Data supplied:

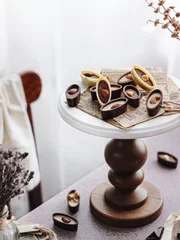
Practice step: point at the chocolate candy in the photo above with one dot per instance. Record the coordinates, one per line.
(115, 91)
(133, 95)
(114, 108)
(126, 79)
(156, 235)
(73, 95)
(65, 221)
(143, 78)
(89, 77)
(103, 91)
(167, 159)
(154, 102)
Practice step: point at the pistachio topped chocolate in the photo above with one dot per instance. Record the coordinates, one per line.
(115, 91)
(103, 91)
(114, 108)
(73, 95)
(154, 101)
(65, 221)
(167, 159)
(133, 95)
(93, 93)
(126, 79)
(89, 77)
(143, 78)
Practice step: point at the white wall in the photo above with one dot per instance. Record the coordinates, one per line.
(59, 38)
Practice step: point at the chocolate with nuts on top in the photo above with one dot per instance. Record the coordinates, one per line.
(154, 101)
(144, 77)
(114, 108)
(133, 95)
(115, 91)
(126, 79)
(103, 91)
(73, 95)
(167, 159)
(65, 221)
(93, 93)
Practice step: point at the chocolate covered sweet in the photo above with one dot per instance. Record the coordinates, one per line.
(126, 79)
(65, 221)
(114, 108)
(133, 95)
(156, 235)
(93, 93)
(154, 102)
(115, 91)
(167, 159)
(73, 199)
(73, 95)
(103, 91)
(89, 77)
(143, 78)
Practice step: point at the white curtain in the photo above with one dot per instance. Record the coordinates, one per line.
(58, 38)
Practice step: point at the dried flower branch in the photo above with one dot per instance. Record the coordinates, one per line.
(170, 17)
(13, 176)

Work instructions:
All lines from the one containing "Practice step: point at the dried" to the last line above should be reproduced exactly, and no other lines should be given.

Completed task:
Practice step: point at the dried flower branch in the photo above with one dot per instance. Record the coordinates, one per line.
(170, 17)
(13, 176)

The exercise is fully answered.